▶ _TEXT_
※

About Paper & Glory
Paper & Glory is a space for slow thought and careful writing — for essays that notice, connect, and care. It’s about the humanities in their widest sense: history, feminism, culture, and the small acts of attention that shape how we understand the world.
It began as a simple idea: that thinking shouldn’t be confined to lecture halls or journals. The best ideas don’t always start with theory — they begin in the everyday places where people live and wonder. In kitchens and cafés, on buses, in hospital corridors and libraries — wherever someone is quietly asking why the world is as it is.
Here, scholarship meets storytelling. A medieval fragment can sit beside a modern reflection; a feminist essay beside a piece on pop culture or poetry. The goal isn’t to simplify big ideas, but to make them feel human — to show that intellect and empathy belong together.
Paper & Glory exists for those who believe the humanities still matter — not as a discipline, but as a way of paying attention. It’s for readers who can find meaning in a manuscript and a movie in the same breath, who see that the myths we once told aren’t so different from the ones on our screens now.
Our Editorial Ethos
Paper & Glory exists for writing that slows down — that listens before it argues, and connects before it concludes.
We believe that the humanities aren’t about having the last word, but about keeping the conversation going.
We value writing that:
- Balances intellect with empathy
- Speaks from somewhere, not nowhere
- Makes big ideas feel human
- Treats thought as a form of generosity
- Takes the humanities seriously without taking itself too seriously
Whether you write about the medieval world or modern womanhood, film, folklore, or family, Paper & Glory welcomes work that treats ideas as living things — not museum pieces.
We love essays that linger, questions that outlast their answers, and writing that takes its time.
Contact and Get Involved
If you’d like to contribute, collaborate, or just say hello, you can reach me at paperandglory@outlook.com
You can also keep up with everything Paper & Glory by:
- Reading new essays on the Blog
- Subscribing to In the Margins, the fortnightly newsletter about history, culture, and the art of paying attention
- Exploring The Folio, the quarterly digital magazine featuring long-form essays, fiction, and poetry
- Checking Get Featured for open calls and submission guidelines
Whether you’re here to read, write, or share your work, I’m glad you found your way here.
What You’ll Find Here
- The Blog — shorter essays, reflections, and pop-cultural criticism.
- In the Margins — a fortnightly newsletter about history, culture, and the art of paying attention.
- The Folio — a quarterly digital magazine of long-form essays, creative non-fiction, fiction, and poetry.
- Get Featured — open calls for guest essays and creative submissions.
Every part of Paper & Glory shares one belief: that the humanities belong to everyone — not just to those who can afford the time or titles to study them.
Why “Paper & Glory”?

※

▶ _PROVIDED INFORMATION_
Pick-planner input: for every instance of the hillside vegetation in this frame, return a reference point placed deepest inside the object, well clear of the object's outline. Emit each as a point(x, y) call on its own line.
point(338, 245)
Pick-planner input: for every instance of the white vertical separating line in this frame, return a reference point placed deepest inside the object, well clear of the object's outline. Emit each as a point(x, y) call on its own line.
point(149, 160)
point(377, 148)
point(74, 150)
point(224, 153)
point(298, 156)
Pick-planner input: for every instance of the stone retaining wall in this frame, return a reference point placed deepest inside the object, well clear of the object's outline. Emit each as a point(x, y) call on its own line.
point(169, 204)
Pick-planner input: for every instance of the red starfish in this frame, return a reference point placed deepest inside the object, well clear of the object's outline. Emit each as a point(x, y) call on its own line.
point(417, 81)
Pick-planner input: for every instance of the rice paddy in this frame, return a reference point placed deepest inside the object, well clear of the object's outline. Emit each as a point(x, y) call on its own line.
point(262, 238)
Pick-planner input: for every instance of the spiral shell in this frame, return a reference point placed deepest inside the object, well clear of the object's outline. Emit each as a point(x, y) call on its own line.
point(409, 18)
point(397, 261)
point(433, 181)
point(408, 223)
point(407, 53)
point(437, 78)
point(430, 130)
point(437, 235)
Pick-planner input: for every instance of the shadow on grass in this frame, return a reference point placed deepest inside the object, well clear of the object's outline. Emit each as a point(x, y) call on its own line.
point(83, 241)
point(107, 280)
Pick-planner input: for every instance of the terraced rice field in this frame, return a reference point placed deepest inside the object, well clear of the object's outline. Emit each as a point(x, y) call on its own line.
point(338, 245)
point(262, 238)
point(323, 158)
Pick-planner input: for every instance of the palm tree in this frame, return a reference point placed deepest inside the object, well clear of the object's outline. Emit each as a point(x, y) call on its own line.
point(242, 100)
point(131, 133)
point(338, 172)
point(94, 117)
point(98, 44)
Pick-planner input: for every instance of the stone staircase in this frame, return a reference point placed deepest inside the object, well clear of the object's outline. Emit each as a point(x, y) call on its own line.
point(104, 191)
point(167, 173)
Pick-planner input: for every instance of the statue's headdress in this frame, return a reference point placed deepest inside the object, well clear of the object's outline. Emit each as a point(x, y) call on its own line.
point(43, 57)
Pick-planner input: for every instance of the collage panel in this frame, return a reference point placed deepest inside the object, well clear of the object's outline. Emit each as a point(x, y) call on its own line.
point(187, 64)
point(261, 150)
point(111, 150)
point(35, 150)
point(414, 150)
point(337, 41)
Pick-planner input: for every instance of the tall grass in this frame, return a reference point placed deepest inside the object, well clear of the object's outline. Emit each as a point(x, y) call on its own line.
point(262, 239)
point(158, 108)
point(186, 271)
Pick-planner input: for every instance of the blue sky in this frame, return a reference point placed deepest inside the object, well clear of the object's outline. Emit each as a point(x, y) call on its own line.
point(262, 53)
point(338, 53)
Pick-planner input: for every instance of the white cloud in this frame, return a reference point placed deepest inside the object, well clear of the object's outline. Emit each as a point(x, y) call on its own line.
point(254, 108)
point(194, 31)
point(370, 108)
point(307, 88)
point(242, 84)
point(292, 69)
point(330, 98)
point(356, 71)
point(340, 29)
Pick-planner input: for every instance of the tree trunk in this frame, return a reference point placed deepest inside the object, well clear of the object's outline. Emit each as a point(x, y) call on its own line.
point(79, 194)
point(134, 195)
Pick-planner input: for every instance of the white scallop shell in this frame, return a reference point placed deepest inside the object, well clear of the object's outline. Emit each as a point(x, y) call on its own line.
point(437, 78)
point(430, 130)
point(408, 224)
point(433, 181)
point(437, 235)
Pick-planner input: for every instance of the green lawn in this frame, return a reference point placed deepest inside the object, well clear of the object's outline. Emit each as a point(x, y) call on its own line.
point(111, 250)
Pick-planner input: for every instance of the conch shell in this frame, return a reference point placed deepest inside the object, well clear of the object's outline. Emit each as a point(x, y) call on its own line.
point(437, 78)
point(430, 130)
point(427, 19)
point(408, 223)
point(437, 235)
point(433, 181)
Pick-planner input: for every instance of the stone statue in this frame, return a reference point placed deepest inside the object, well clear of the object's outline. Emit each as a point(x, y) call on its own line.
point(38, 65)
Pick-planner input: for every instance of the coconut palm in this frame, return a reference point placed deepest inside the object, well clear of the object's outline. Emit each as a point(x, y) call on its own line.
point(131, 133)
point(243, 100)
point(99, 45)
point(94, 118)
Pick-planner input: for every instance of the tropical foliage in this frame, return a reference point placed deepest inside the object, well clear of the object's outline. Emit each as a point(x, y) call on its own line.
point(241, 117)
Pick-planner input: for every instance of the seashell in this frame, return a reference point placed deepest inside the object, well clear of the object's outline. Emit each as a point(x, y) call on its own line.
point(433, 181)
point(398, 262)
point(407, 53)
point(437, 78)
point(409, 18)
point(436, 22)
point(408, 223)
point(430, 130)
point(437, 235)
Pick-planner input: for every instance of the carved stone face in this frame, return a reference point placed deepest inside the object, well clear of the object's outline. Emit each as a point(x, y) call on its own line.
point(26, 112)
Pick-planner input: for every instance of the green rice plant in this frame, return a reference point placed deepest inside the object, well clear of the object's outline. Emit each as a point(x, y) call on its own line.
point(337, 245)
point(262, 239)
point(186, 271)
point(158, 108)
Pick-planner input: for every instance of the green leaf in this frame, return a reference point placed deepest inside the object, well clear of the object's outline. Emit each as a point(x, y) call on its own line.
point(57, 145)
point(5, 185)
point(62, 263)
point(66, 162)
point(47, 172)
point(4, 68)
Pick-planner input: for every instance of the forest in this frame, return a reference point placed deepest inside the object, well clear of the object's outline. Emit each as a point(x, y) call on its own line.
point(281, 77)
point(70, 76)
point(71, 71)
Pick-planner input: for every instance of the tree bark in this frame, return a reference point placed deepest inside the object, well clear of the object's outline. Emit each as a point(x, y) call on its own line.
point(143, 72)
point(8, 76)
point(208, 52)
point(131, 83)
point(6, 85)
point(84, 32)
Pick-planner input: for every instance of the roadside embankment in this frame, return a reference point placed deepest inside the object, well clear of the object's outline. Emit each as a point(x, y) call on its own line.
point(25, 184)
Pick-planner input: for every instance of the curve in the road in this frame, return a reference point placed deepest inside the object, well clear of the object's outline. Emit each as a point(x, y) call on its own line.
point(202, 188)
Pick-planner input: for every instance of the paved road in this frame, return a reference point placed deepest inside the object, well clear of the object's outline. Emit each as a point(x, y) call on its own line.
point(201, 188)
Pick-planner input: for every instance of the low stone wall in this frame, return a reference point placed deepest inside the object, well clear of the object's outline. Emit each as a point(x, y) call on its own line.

※

▶ _TASK SET_
a: In the Paper & Glory text, how often is The Folio published?
b: Please carry on with the Paper & Glory text from the point where it stops.
The rows come from a separate source, not from the Paper & Glory text.

▶ _OUTPUTS FOR THE TASKS_
a: Quarterly.

b:
Because the two things we chase — knowledge and meaning — are both fragile and luminous.
Paper for the physical act of writing, the record, the trace left behind.
Glory for the fleeting spark of understanding, that moment when something ordinary suddenly makes sense.
Together, they remind us that even the smallest act of thought — a note, a paragraph, a question — can hold a kind of grace.
About the Editor
Hi, I’m Eve, the editor and founder of Paper & Glory. I’m a humanities student with a particular interest in the early medieval World and its connections to the wider world — from the North Sea to the Mediterranean and beyond. My research sits at the crossroads of history, literature, and material culture, tracing how ideas, stories, and artefacts travelled — and how they shaped the ways people understood identity, faith, and belonging.
But my work also lives outside the archive. I write about feminism, class, and modern culture, and how the echoes of the past still move through the ordinary corners of everyday life — in language, landscape, and the stories we tell about ourselves. Sometimes that means exploring pop culture and media — the mythic weight of modern icons, the politics of “girlhood” in music and film, or why a Netflix series or fantasy saga can say as much about us as a medieval chronicle.
For me, history isn’t something static or distant; it’s something we carry with us, often without realising.
I founded Paper & Glory because I wanted to make space for the kind of thinking that doesn’t always fit neatly into academic categories — a space where the humanities could breathe. Where essays don’t need to be formal to be thoughtful, and where intellect can sit comfortably beside empathy, humour, and vulnerability.
I believe that good writing listens before it argues; that the best ideas are born in conversation, not isolation; and that the humanities should feel alive — not locked away behind paywalls or jargon.
When I’m not writing, I’m usually swimming, reading, or volunteering with local heritage projects, from community archaeology to youth engagement. Those moments — standing in a ruined abbey, or watching a child uncover their first pottery shard — remind me why I study the past in the first place: because it belongs to all of us.
Paper & Glory is my way of keeping that connection alive — a place for slow thought and quiet care, where the past meets the present, and meaning grows out of attention.